TRECHO FORNECIDO
Saiba o que dizem os analistas sobre as políticas de Donald Trump e suas consequências
Trump está falando sério sobre Gaza?
“É a própria extravagância do plano de Trump que sinalizou para alguns que não era para ser levado ao pé da letra”, escreveu Patrick Kingsley. “Assim como Trump frequentemente faz ameaças ousadas em outras áreas que ele acaba não concretizando, alguns viram sua jogada em Gaza como uma tática de negociação destinada a forçar concessões tanto do Hamas quanto dos líderes árabes”.
Os riscos do plano para Gaza
O plano pode render pontos para o primeiro-ministro de Israel, Binyamin a Netanyahu, especialmente com a extrema direita que está insatisfeita com o cessar-fogo em Gaza, mas seria uma fracasso, observa o colunista do Estadão, Filipe Figueiredo. Ainda assim, ele alerta que “não é prudente achar que as declarações de Trump são bravatas”, lembrando das nomeações pró-Israel feitas por Donald Trump.

Registros de caixas delimitadoras

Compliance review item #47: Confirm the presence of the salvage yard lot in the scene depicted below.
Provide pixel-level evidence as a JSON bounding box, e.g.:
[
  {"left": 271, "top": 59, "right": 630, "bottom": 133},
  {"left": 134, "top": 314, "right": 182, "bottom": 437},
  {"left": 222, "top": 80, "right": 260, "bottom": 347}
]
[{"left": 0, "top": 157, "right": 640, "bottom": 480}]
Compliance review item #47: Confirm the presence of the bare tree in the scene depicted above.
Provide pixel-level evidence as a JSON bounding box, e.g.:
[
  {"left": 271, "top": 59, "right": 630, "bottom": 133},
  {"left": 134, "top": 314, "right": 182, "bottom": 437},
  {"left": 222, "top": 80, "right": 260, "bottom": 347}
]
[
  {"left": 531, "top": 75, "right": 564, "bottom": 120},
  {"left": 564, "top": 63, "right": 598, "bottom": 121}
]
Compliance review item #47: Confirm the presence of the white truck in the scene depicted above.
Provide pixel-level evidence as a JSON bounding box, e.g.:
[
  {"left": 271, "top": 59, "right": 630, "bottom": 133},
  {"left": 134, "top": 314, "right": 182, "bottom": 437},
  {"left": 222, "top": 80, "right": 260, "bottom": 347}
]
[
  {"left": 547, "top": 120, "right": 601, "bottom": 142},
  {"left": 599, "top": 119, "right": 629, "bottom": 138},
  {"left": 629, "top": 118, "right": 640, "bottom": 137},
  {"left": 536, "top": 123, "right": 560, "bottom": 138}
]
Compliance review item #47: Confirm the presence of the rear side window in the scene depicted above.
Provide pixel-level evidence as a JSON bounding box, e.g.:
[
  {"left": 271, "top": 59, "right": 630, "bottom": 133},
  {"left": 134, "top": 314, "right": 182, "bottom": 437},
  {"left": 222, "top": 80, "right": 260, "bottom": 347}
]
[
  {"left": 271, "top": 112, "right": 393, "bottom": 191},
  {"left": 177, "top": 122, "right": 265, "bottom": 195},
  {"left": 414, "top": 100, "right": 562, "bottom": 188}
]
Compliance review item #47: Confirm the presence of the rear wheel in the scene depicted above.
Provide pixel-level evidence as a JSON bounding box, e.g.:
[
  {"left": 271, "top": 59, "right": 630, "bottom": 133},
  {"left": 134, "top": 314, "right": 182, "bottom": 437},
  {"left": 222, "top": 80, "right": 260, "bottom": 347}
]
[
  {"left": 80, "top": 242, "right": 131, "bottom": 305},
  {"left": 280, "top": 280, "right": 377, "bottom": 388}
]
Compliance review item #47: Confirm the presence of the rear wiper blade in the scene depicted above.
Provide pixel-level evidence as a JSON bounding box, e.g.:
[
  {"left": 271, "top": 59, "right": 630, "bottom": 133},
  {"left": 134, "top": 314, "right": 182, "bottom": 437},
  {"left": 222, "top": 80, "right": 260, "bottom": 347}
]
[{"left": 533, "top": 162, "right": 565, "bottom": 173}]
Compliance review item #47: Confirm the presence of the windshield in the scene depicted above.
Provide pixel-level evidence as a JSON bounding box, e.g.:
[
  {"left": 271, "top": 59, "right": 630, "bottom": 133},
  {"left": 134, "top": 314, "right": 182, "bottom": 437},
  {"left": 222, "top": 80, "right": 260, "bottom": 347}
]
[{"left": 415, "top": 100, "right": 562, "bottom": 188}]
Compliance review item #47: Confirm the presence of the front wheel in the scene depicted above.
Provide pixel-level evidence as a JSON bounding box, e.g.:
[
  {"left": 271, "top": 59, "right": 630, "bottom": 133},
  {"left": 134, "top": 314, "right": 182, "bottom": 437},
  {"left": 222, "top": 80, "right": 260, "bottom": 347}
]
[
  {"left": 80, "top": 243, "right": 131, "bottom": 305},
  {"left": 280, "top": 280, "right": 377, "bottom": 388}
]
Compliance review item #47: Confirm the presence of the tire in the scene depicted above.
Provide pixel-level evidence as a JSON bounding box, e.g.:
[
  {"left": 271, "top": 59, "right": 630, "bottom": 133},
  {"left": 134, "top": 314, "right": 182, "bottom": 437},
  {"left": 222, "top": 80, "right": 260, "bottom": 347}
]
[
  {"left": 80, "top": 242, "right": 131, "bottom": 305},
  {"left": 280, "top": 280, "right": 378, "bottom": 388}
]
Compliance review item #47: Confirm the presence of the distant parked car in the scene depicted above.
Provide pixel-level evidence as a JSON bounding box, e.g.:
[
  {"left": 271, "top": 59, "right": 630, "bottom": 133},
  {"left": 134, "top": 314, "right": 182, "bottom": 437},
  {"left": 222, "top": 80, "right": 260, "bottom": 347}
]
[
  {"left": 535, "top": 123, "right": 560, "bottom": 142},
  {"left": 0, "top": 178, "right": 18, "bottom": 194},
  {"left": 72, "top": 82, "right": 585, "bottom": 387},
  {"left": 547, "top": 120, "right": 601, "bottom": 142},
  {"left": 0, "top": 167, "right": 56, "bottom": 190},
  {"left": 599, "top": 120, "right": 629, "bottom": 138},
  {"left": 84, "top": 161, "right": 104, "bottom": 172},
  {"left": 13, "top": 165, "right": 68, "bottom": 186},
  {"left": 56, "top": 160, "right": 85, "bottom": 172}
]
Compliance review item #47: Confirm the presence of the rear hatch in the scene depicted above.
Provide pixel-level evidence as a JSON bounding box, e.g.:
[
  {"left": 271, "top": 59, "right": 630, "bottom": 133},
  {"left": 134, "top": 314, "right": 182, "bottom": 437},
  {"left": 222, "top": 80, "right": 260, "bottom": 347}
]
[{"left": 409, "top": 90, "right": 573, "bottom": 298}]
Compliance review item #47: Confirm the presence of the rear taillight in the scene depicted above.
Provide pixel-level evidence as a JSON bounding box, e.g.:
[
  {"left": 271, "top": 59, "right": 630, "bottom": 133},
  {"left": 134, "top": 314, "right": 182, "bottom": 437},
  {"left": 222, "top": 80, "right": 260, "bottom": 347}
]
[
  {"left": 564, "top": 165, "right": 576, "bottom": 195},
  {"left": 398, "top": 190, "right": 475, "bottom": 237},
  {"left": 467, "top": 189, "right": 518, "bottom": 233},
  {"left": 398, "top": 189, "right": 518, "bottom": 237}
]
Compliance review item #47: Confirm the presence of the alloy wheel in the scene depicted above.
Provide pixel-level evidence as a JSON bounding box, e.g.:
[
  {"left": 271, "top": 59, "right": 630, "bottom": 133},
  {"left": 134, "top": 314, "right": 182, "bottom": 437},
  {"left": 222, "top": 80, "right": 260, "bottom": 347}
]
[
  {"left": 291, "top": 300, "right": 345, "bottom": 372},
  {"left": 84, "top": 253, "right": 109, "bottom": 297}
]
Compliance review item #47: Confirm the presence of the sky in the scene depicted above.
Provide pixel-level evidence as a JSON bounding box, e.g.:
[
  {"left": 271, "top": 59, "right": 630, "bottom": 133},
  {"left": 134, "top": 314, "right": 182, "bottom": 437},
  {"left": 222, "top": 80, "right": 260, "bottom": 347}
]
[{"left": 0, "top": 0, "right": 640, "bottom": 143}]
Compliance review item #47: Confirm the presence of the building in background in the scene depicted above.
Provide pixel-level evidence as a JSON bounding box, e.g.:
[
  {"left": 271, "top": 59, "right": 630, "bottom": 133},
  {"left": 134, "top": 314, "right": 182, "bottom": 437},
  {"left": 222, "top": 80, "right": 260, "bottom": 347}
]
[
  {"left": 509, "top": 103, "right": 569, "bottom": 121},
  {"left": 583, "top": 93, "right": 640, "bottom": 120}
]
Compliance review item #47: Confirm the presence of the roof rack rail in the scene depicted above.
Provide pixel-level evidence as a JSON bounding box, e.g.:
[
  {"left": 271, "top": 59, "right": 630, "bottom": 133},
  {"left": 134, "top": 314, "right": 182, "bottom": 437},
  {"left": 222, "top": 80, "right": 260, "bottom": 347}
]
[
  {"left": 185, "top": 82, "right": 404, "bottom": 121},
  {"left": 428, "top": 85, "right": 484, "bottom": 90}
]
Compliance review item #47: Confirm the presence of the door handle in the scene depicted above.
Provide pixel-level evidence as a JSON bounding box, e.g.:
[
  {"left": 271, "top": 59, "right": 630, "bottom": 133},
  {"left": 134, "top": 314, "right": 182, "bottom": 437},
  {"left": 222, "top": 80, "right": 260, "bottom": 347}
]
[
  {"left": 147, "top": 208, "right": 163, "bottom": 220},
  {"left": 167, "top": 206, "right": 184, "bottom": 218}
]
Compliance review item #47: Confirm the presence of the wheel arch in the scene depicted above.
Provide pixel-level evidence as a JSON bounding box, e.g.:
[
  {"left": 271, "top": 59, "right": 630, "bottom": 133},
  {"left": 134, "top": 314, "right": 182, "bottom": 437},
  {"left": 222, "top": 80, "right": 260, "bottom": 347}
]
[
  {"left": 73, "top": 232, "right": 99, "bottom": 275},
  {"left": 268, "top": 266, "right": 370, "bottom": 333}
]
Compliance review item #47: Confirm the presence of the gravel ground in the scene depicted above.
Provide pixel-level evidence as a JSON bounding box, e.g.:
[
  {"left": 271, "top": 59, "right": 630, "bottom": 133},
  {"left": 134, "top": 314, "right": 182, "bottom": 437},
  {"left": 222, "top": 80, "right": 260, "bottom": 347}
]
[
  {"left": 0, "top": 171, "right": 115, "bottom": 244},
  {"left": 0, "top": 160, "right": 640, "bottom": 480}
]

INSTRUÇÃO ESCRITA A
Mostre todas as linhas das entradas que contêm a palavra "wheel".
INSTRUÇÃO ESCRITA B
Por favor, continue o texto sobre o plano de Trump para Gaza a partir do ponto em que ele termina.

RESPOSTA CORRETA A
Compliance review item #47: Confirm the presence of the rear wheel in the scene depicted above.
Compliance review item #47: Confirm the presence of the front wheel in the scene depicted above.
Compliance review item #47: Confirm the presence of the alloy wheel in the scene depicted above.
Compliance review item #47: Confirm the presence of the wheel arch in the scene depicted above.

RESPOSTA CORRETA B
“Além da ótica legal sobre uma limpeza étnica, da perspectiva realista de equilíbrio de poder e da geopolítica, as relações com Israel são uma das mais ideológicas no mundo hoje. Resta desejar que o realismo se imponha. Forçar o deslocamento de mais de um milhão de palestinos potencialmente cria um sismo para abalar toda a região e destruir o pouco que ainda resta da paz entre Israel e seus vizinhos”.
Trump sem freios e o plano improvável para Gaza
O plano — prontamente rechaçado até mesmo por aliados — se insere na estratégia que vai além da Faixa de Gaza. “Em seu segundo mandato na Casa Branca, Trump está promovendo ideias cada vez mais ousadas sobre redesenhar o mapa do mundo de acordo com a tradição do imperialismo do século XIX”, aponta Peter Baker.
“Primeiro foi a compra da Groenlândia, depois a anexação do Canadá, a reivindicação do Canal do Panamá e a mudança do nome do Golfo do México. E agora ele pretende assumir o controle de uma zona de guerra devastada no Oriente Médio que nenhum outro presidente americano gostaria de ter.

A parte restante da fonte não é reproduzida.